*Problem statement:*
All lines from the one containing "Point out the bed" through the end of the data below are to be transcribed exactly. Leave out the rest.

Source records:
Content starts

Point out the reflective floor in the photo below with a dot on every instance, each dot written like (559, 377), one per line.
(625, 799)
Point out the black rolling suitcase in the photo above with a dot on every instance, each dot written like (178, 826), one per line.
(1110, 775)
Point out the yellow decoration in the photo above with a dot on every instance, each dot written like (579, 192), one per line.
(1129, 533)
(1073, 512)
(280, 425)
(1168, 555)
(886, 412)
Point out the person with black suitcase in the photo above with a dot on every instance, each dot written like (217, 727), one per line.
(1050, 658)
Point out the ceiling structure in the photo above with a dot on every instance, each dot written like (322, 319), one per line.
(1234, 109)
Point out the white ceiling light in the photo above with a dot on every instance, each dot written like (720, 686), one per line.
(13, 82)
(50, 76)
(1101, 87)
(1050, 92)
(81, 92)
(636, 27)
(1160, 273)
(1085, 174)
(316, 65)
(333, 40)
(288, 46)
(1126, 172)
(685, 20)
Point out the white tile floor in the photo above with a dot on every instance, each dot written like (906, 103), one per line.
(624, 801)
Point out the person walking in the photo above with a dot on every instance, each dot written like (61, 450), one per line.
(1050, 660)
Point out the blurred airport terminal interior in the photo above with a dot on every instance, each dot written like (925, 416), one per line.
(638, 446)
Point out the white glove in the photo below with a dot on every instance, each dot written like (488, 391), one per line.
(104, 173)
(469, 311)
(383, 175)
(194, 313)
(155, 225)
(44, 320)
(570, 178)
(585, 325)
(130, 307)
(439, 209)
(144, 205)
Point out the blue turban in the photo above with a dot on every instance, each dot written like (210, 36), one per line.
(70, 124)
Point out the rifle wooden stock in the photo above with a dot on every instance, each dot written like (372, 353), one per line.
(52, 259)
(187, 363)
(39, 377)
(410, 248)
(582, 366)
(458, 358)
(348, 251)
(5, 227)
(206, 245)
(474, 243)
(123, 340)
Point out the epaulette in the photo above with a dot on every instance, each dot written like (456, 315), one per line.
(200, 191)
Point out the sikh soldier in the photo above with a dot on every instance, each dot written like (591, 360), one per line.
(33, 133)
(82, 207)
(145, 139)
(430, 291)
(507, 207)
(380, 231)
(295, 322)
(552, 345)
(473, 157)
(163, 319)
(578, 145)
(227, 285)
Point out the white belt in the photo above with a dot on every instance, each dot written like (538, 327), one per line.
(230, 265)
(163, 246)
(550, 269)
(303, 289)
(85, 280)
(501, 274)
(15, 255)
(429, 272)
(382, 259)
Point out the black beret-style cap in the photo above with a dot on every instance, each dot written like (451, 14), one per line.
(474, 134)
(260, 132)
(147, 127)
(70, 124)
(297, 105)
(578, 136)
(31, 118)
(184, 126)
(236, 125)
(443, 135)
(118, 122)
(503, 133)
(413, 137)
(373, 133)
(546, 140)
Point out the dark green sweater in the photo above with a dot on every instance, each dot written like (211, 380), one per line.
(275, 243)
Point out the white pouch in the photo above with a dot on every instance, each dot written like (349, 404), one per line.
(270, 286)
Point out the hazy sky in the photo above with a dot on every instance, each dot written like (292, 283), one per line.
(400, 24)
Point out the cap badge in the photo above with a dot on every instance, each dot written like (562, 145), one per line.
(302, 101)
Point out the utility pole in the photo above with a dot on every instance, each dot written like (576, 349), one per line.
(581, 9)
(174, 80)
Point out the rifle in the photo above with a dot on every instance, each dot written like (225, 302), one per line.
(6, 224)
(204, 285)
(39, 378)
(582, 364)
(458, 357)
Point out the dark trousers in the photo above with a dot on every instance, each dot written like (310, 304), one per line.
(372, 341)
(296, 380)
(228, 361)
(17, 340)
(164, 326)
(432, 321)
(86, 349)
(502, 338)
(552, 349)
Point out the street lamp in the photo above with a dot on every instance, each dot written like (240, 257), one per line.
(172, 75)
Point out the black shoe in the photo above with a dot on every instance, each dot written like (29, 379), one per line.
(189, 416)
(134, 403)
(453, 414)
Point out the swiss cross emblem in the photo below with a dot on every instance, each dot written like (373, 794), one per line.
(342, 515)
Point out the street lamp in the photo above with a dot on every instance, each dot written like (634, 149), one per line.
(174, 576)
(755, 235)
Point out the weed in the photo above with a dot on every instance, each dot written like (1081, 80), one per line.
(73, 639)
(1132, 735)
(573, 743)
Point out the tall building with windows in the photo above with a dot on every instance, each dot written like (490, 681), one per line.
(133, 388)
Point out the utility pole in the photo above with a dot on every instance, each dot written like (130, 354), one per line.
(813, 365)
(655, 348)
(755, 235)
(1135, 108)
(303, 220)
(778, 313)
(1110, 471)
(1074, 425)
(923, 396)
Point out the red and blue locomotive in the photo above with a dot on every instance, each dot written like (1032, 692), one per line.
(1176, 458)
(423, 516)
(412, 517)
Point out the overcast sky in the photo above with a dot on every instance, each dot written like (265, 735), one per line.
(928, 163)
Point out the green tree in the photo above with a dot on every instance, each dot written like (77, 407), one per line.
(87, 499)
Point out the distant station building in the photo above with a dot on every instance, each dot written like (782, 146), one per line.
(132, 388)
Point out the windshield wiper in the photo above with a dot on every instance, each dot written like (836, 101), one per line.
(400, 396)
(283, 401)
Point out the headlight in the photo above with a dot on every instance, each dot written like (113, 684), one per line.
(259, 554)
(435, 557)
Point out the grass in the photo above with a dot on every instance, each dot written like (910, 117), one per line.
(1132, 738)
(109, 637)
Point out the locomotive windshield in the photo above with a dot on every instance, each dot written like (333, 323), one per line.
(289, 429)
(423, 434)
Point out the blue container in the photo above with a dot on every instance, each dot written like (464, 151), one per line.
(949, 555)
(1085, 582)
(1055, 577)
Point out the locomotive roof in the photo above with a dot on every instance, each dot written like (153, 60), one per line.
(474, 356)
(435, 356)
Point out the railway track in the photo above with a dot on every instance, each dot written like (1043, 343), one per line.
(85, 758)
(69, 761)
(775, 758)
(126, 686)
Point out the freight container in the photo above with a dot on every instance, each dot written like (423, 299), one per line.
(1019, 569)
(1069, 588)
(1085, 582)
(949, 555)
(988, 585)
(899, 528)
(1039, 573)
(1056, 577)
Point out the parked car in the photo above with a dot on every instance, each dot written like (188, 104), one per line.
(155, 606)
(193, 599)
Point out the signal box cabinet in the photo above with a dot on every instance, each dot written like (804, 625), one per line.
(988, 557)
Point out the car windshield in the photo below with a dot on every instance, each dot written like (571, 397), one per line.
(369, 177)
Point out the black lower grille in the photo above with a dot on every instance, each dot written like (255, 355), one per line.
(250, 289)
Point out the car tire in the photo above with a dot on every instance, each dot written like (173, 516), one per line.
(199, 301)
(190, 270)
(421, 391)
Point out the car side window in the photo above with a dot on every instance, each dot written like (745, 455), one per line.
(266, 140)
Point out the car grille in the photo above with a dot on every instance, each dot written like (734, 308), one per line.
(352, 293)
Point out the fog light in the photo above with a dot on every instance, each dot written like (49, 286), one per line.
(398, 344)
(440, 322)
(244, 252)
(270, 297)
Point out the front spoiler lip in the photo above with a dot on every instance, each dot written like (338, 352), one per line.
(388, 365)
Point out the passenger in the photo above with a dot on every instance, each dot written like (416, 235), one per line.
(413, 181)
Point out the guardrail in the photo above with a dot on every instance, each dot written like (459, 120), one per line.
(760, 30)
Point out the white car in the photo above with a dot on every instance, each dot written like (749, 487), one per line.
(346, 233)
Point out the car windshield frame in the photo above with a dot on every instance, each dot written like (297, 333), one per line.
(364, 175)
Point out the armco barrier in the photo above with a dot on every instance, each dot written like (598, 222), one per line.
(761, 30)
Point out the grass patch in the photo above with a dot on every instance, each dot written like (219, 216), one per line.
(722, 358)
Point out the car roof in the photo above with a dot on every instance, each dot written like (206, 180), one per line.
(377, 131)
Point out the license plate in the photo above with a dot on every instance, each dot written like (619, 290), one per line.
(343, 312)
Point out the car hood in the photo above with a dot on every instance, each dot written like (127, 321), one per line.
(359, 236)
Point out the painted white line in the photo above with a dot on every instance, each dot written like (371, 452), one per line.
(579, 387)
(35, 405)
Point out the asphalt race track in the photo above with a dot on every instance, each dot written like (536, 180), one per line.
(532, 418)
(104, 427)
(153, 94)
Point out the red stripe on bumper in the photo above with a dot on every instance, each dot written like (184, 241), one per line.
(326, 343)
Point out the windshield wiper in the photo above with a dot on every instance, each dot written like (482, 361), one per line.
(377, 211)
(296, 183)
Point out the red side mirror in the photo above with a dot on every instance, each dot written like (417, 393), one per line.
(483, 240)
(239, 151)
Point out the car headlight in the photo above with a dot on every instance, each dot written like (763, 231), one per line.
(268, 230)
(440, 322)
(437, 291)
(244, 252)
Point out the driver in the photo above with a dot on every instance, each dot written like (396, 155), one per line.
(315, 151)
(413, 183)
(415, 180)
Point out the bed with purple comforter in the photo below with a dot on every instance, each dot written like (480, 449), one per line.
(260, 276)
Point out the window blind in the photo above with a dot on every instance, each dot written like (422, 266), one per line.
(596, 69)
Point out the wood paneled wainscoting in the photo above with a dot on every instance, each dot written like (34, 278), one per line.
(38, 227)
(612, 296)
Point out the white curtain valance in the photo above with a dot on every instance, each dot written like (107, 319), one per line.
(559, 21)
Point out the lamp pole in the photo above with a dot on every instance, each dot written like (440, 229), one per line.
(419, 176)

Content ends

*Finished exercise:*
Point out the bed with purple comforter in the photo below with a dot on every instance, each dot written like (480, 449), one per line.
(260, 276)
Point out the window blind in the photo above with a dot on every instance, each dot written like (422, 266), one per line.
(596, 69)
Point out the wood paneled wainscoting in the photo above with a dot on every instance, each dot written like (34, 278), one per line.
(38, 227)
(612, 296)
Point out the white curtain valance in the photo above with a dot on every instance, each dot written like (107, 319), one per line.
(559, 21)
Point out the lamp pole in the photo above with a dot on every instance, each dot written like (440, 229), one per line.
(419, 176)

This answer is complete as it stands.